=== Extracted text ===

The Senator who just raised $2.7 million to “Fire the Liar” and has her eyes on the Lodge has never had to negotiate a lease renewal she might lose, writes Wayne Hawkins.
ONE NATION SENATOR Pauline Hanson is addressing the National Press Club on 17 June, positioning herself – as she has for 30 years – as the authentic voice of the small business battler.
This week, Hanson is also celebrating a rather different kind of achievement: her “Fire the Liar” online fundraising blitz raised more than $2.7 million in under two days, attracting some 28,000 donors and prompting Prime Minister Anthony Albanese to question its legitimacy. One Nation brought in an independent auditor and declared the money ‘ridgy didge’.
The National Press Club’s own introduction describes her as someone who has ‘owned several small businesses’ and therefore ‘knows what it means to struggle’. The fundraising machine operating beneath that claim is worth examining.
This is not a minor party senator content with the crossbench. One Nation recently pulled ahead of Labor to become the country’s most popular party in primary vote polling — 31% to Labor’s 30%, with the Coalition sinking to 18%. In May, its candidate David Farley won the Farrer by-election — the first time One Nation has held a lower house seat in its 30-year history.
Hanson has since declared the party will now target Labor-held lower house seats. She is, in short, moving toward the Lodge and she is doing it on the back of the battler vote.
Which makes the question of what Hanson has actually done for the battler rather more urgent than a Senate curiosity.
Senator Hanson is also, as it happens, currently under scrutiny for failing to declare her business interests in A Super Progressive Movie — a film she holds a financial stake in through A Pauline Production Pty Ltd, a company undisclosed on the parliamentary register for nearly five years.

===

[What you should do] Name every person identified by name in the article on Pauline Hanson above.

=== Supplied records ===

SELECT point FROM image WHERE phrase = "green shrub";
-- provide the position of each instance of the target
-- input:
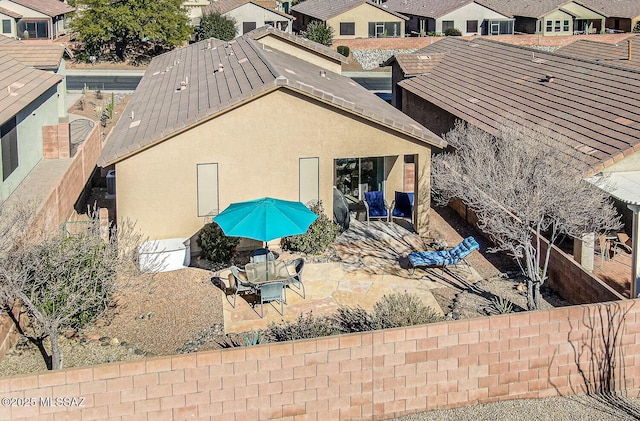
(304, 327)
(344, 50)
(452, 32)
(216, 247)
(354, 319)
(320, 235)
(403, 309)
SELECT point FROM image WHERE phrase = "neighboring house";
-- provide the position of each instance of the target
(28, 103)
(302, 48)
(468, 16)
(262, 123)
(551, 17)
(250, 15)
(350, 18)
(619, 54)
(34, 19)
(622, 15)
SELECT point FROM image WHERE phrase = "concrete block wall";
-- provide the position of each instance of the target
(363, 376)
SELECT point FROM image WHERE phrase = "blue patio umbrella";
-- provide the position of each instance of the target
(265, 219)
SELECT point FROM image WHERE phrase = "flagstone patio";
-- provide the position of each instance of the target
(373, 264)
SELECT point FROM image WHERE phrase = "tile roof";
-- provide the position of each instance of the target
(484, 82)
(224, 6)
(183, 87)
(534, 9)
(20, 85)
(51, 8)
(614, 54)
(260, 33)
(40, 56)
(326, 9)
(617, 8)
(429, 8)
(10, 13)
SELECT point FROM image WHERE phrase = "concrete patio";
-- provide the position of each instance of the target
(372, 264)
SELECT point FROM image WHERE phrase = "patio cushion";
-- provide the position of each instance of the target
(403, 207)
(375, 200)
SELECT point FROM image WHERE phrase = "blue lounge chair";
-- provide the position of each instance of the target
(444, 258)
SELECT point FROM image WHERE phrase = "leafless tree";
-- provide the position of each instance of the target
(51, 283)
(522, 184)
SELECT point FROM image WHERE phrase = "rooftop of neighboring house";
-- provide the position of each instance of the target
(182, 88)
(224, 6)
(40, 56)
(485, 82)
(51, 8)
(428, 8)
(532, 9)
(305, 43)
(21, 85)
(619, 54)
(327, 9)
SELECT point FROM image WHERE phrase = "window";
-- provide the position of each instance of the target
(447, 24)
(309, 180)
(248, 27)
(9, 143)
(347, 28)
(207, 180)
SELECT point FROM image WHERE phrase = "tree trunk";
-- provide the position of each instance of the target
(56, 352)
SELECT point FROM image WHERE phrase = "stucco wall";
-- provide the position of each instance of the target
(30, 120)
(257, 148)
(471, 11)
(362, 15)
(303, 54)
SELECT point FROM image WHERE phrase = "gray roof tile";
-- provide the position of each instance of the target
(162, 110)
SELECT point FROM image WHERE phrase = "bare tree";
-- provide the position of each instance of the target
(522, 184)
(50, 283)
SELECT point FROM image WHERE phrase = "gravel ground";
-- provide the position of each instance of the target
(547, 409)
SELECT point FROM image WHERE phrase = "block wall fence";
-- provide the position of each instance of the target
(373, 375)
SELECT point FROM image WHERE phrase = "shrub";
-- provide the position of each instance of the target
(452, 32)
(354, 319)
(320, 235)
(304, 327)
(398, 310)
(344, 50)
(216, 247)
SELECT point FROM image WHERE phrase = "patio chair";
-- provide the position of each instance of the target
(443, 258)
(402, 206)
(262, 255)
(237, 281)
(376, 206)
(270, 292)
(295, 278)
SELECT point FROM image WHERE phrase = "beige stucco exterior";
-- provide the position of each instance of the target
(257, 147)
(361, 16)
(295, 50)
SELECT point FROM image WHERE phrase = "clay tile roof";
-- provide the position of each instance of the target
(589, 103)
(326, 9)
(184, 87)
(259, 33)
(20, 85)
(224, 6)
(40, 56)
(10, 13)
(428, 8)
(614, 54)
(51, 8)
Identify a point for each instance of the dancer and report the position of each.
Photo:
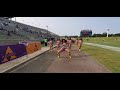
(50, 43)
(80, 42)
(69, 43)
(58, 44)
(64, 48)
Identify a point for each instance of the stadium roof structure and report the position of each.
(7, 17)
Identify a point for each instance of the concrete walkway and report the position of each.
(16, 62)
(105, 46)
(48, 62)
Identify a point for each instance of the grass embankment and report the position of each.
(109, 58)
(110, 41)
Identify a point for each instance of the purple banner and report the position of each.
(10, 52)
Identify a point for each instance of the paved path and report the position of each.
(49, 63)
(105, 46)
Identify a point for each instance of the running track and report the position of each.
(104, 46)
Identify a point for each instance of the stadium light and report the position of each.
(107, 31)
(47, 31)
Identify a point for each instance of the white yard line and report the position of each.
(105, 46)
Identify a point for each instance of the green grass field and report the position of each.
(109, 58)
(110, 41)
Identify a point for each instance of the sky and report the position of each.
(72, 26)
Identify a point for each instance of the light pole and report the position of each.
(107, 31)
(15, 19)
(47, 32)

===

[Exercise solution] Wayne Hawkins, Pauline Hanson, Anthony Albanese, David Farley